▶ TRECHO EXIBIDO

● ● ● ● ● ● ●

EM DECISÃO COLEGIADA INÉDITA, STJ MANDA CONTAR EM DOBRO TODO O PERÍODO DE PENA CUMPRIDO EM SITUAÇÃO DEGRADANTE:
A Quinta Turma do
Superior Tribunal de Justiça (STJ) negou recurso do Ministério Público do Rio
de Janeiro (MPRJ) e confirmou decisão monocrática do ministro Reynaldo
Soares da Fonseca, que concedeu, em maio deste ano, habeas corpus para que seja
contado em dobro todo o período em que um homem esteve preso no Instituto Penal
Plácido de Sá Carvalho, no Complexo Penitenciário de Bangu, localizado na Zona
Oeste do Rio de Janeiro.
Esta é a primeira vez
que uma Turma criminal do STJ aplica o Princípio da Fraternidade para decidir
pelo cômputo da pena de maneira mais benéfica ao condenado que é mantido preso
em local degradante. A decisão caracteriza um importante precedente possível de
ser aplicado para a resolução de situações semelhantes.
A unidade prisional
objeto do recurso sofreu diversas inspeções realizadas pela Corte
Interamericana de Direitos Humanos (CIDH), a partir de
denúncia feita pela Defensoria Pública do Rio de Janeiro sobre a situação
degradante e desumana em que os presos se encontravam. Essas inspeções
culminaram na edição da Resolução CIDH de 22 de novembro de
2018, que proibiu o ingresso de novos presos na unidade e
determinou o cômputo em dobro de cada dia de privação de liberdade cumprido no
local – salvo para os casos de crimes contra a vida ou a integridade física, e
de crimes sexuais.
O Tribunal de Justiça do
Rio de Janeiro (TJRJ) aplicou a contagem em dobro apenas para o período de
cumprimento de pena posterior à data em que o Brasil foi notificado formalmente
da resolução da CIDH, porque a resolução não faz referência expressa ao termo
inicial da determinação.
Após a decisão liminar
do ministro Reynaldo, o MPRJ recorreu para que esse entendimento fosse
restabelecido, sob o argumento de que a decisão da CIDH teria a natureza de
medida cautelar provisória, motivo que impediria a produção de efeitos
retroativos. Ele sustentou essa tese no fato de a resolução mencionada
estabelecer prazos para o seu cumprimento.
Eficácia vinculante da decisão da CIDH
Ao julgar o caso na
Quinta Turma, o relator lembrou que, a partir do Decreto 4.463/2002,
o Brasil reconheceu a competência da CIDH em todos os casos relativos à
interpretação ou aplicação da Convenção Americana de Direitos
Humanos (Pacto de São José da Costa Rica),
aprovada em 1969. Sendo assim, as sentenças da CIDH são vinculantes para as
partes processuais. "Todos os órgãos e poderes internos do país
encontram-se obrigados a cumprir a sentença", declarou.
Reynaldo Soares da
Fonseca ponderou que, ao aplicarem a resolução apenas a partir da notificação
oficial feita ao Brasil, as instâncias anteriores deixaram de cumpri-la, pois
as más condições do presídio, que motivaram a determinação da CIDH, já existiam
antes de sua publicação.

● ● ● ● ● ● ●

▶ PEDIDO FEITO 1
No trecho sobre a decisão do STJ, qual resolução da CIDH proibiu a entrada de novos presos na unidade?
▶ PEDIDO FEITO 2
Transcreva do trecho sobre a decisão do STJ a parte que começa em "Após a decisão" e termina em "o seu cumprimento.".
O material que vem depois do trecho não tem ligação com ele.

▶ Entradas de rotulagem de localização em imagens
● ● ● ● ● ● ●

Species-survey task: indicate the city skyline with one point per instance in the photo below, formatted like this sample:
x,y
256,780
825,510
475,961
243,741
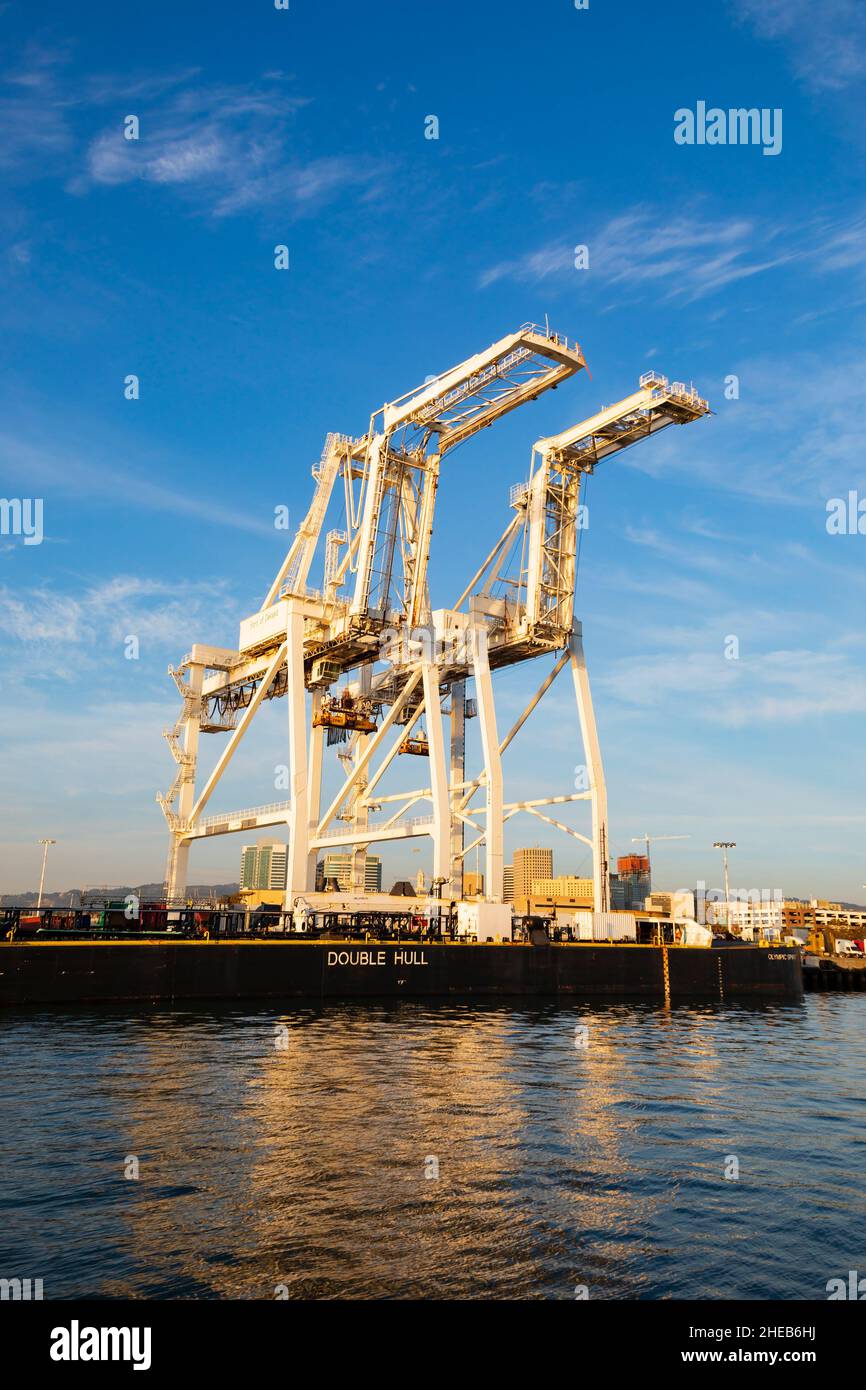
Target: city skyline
x,y
719,591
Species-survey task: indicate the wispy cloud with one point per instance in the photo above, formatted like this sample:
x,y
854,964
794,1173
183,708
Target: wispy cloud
x,y
773,687
35,132
224,148
97,620
228,148
826,42
688,256
68,474
692,255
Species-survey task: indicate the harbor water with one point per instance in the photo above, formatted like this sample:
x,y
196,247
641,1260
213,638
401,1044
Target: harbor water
x,y
416,1150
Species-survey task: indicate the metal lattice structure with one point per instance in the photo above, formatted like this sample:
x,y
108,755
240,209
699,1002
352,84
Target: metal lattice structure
x,y
370,626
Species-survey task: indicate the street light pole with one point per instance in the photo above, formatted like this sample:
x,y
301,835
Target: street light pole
x,y
45,855
724,845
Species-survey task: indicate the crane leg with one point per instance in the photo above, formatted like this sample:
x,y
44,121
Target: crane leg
x,y
438,772
299,808
601,875
494,837
458,773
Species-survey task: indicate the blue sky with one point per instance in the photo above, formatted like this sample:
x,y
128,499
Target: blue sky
x,y
306,127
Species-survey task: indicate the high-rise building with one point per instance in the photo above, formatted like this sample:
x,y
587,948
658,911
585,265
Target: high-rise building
x,y
633,870
528,865
264,865
338,869
473,884
508,883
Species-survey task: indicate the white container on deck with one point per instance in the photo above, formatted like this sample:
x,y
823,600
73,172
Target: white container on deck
x,y
485,920
606,926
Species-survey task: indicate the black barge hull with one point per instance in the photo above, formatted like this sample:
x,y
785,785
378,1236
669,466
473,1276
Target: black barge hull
x,y
84,972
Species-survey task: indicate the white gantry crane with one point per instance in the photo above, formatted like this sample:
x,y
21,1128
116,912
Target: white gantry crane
x,y
371,628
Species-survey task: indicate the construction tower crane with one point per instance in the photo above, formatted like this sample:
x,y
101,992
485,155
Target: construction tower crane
x,y
649,840
371,624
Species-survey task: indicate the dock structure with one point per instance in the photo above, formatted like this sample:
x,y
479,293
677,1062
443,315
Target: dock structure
x,y
388,673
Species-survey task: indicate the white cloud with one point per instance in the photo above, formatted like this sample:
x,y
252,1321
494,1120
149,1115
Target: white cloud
x,y
824,39
773,687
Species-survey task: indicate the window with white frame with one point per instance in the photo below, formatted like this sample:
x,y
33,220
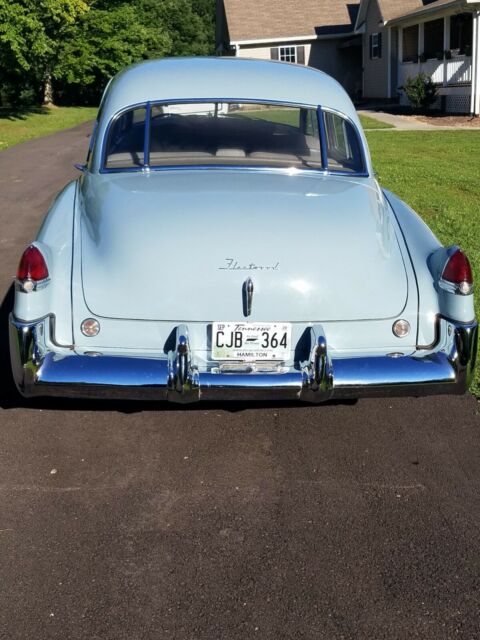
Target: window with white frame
x,y
410,44
375,46
288,54
291,53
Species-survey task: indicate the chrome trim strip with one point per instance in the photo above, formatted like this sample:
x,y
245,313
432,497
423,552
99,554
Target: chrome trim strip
x,y
39,370
247,294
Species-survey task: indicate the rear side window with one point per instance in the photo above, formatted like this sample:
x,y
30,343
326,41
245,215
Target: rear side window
x,y
343,146
126,140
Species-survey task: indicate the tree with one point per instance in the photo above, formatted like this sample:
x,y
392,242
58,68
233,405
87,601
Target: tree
x,y
101,43
190,25
70,48
31,33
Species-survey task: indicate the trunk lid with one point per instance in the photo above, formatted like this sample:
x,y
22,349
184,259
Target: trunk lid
x,y
179,245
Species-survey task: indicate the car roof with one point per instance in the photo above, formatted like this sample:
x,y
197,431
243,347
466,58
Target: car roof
x,y
224,78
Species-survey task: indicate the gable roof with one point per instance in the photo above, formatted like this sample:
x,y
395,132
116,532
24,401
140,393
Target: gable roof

● ● ● ● ● ● ●

▶ RESPOSTA ESCRITA 1
A Resolução CIDH de 22 de novembro de 2018.

▶ RESPOSTA ESCRITA 2
Após a decisão liminar
do ministro Reynaldo, o MPRJ recorreu para que esse entendimento fosse
restabelecido, sob o argumento de que a decisão da CIDH teria a natureza de
medida cautelar provisória, motivo que impediria a produção de efeitos
retroativos. Ele sustentou essa tese no fato de a resolução mencionada
estabelecer prazos para o seu cumprimento.